_Text_.

+-------+

- Born: 1953 (age 72–73)
- Known for: Weaving, textile arts
- Awards: 2018 USA Fellowship, United States Artists SWAIA Discovery Fellowship
- Website: navajo-indian.com

= D.Y. Begay =

Navajo textile artist

D.Y. Begay (born 1953) is a Navajo textile artist born into the Tóʼtsohnii (Big Water) Clan and born from the Táchiiʼnii (Red Streak Earth) Clan.

==Biography==
Begay is a fifth-generation weaver who grew up surrounded by women weavers. From them she learned sheep herding and shearing, and how to work with wool. She learned to spin and card wool, and traditional Navajo weaving techniques. Her mother taught her to identify plants to make dyes and to understand the dyeing process. At the age of 12, Begay sold her first rug. She later studied fiber arts at Arizona State University where she received her teacher's certificate. She lives in Tsélaní on the Navajo Nation and in Santa Fe, New Mexico.

==Career==
Begay's artwork is influenced by her Navajo identity, the forms of nature and the colors of the landscape, flora and fauna. She experiments with combining a natural color palette with unconventional non-reservation color. In a video produced by the Virginia Museum of Fine Arts, she describes how she makes dyes from plant matter and soils, and thinks of the weaving process as analogous to "painting with yarn". The horizonal motifs in her work are reflective of the vistas, mesas and plateaus in Navajo country. Some of the ingredients in her dyes are chamisa, juniper berries, sage and a particular fungus that grows on juniper trees. She obtains her wool from her sister who is a sheep farmer.

Begay has traveled extensively to Bolivia, Guatemala, and Mexico to learn with other indigenous makers.

+-------+

_Set task a_. Gather every line of the records below that contains the string "cloud", and copy each one out. Matching is case-sensitive.

_Pointing dataset excerpts_.
+-------+

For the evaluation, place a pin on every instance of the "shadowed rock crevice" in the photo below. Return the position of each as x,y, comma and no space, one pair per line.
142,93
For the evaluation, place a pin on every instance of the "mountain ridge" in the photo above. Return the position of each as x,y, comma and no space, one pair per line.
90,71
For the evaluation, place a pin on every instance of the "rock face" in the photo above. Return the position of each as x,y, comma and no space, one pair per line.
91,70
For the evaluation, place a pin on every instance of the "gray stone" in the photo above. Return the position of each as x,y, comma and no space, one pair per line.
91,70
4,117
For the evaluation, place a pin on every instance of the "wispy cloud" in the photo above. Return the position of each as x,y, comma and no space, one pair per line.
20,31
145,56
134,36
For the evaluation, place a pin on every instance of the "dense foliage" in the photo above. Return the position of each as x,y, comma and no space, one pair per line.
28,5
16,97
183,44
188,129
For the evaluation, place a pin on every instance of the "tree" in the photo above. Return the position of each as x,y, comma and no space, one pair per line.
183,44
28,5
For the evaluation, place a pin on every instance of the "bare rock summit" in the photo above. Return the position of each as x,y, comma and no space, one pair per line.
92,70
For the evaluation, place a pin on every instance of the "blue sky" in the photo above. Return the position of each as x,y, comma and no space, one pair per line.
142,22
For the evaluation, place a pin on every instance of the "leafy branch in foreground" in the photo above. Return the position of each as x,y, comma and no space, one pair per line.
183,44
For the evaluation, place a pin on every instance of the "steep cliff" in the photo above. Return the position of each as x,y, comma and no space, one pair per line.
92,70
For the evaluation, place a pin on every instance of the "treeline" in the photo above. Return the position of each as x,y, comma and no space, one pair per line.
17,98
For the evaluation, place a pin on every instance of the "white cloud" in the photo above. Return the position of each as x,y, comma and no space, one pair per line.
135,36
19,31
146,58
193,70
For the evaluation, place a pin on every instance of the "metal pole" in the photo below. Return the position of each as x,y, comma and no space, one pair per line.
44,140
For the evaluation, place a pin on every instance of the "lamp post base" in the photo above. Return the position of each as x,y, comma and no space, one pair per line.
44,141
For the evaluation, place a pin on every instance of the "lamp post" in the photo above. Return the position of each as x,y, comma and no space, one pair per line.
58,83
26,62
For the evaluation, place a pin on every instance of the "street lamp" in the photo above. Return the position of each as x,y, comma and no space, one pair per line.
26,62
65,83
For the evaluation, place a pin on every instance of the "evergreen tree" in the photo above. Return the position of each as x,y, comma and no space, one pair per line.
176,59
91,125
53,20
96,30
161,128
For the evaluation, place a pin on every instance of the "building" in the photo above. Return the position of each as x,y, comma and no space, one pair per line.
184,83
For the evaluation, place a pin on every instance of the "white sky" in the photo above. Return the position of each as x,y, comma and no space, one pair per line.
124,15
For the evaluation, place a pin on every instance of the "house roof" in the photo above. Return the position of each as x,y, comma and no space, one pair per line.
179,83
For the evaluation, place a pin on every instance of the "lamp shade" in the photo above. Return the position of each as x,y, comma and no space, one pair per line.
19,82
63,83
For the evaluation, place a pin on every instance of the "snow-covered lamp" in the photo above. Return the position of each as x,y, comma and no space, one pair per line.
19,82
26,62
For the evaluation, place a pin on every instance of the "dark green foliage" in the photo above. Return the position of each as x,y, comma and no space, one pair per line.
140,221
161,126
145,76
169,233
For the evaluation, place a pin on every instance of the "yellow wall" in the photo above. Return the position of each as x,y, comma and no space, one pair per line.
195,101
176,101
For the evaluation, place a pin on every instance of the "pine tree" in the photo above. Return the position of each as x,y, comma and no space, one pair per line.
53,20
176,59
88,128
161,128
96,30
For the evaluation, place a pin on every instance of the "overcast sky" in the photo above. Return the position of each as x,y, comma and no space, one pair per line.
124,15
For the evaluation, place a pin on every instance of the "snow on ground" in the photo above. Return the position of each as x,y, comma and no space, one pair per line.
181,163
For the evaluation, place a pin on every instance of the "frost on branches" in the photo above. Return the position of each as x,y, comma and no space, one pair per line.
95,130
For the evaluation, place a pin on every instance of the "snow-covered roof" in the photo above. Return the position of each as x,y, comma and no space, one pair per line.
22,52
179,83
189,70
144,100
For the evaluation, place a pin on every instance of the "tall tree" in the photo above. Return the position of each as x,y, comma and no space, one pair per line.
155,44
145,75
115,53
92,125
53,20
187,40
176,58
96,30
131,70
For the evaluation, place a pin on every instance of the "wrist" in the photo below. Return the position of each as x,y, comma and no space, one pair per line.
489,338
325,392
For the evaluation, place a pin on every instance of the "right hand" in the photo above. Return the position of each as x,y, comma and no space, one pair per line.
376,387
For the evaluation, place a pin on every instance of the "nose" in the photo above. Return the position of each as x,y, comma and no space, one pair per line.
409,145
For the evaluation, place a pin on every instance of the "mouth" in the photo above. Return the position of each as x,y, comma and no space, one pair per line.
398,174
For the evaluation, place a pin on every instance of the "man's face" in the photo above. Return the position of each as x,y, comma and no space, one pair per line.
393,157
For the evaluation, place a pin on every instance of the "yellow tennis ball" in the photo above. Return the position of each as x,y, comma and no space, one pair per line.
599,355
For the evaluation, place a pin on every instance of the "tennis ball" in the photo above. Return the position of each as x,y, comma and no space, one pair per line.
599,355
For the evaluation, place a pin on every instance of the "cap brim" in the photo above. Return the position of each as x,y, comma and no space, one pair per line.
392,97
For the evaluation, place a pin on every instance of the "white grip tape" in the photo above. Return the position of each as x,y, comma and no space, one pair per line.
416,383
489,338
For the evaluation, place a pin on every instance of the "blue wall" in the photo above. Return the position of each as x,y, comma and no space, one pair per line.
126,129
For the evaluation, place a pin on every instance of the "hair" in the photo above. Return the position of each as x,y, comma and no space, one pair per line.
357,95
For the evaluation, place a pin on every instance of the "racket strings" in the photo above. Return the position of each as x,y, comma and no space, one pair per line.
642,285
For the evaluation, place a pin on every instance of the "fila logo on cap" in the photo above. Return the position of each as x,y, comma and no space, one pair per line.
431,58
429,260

+-------+

_Set task b_. Print the stretch of the biography above from "- Born: 1953" through "Streak Earth) Clan.".

_Correct response a_.
For the evaluation, place a pin on every instance of the "wispy cloud" in the photo above. Return the position of each as x,y, comma and no space, one pair per line.
For the evaluation, place a pin on every instance of the "white cloud" in the photo above. Return the position of each as x,y, comma and no space, one pair per line.

_Correct response b_.
- Born: 1953 (age 72–73)
- Known for: Weaving, textile arts
- Awards: 2018 USA Fellowship, United States Artists SWAIA Discovery Fellowship
- Website: navajo-indian.com

= D.Y. Begay =

Navajo textile artist

D.Y. Begay (born 1953) is a Navajo textile artist born into the Tóʼtsohnii (Big Water) Clan and born from the Táchiiʼnii (Red Streak Earth) Clan.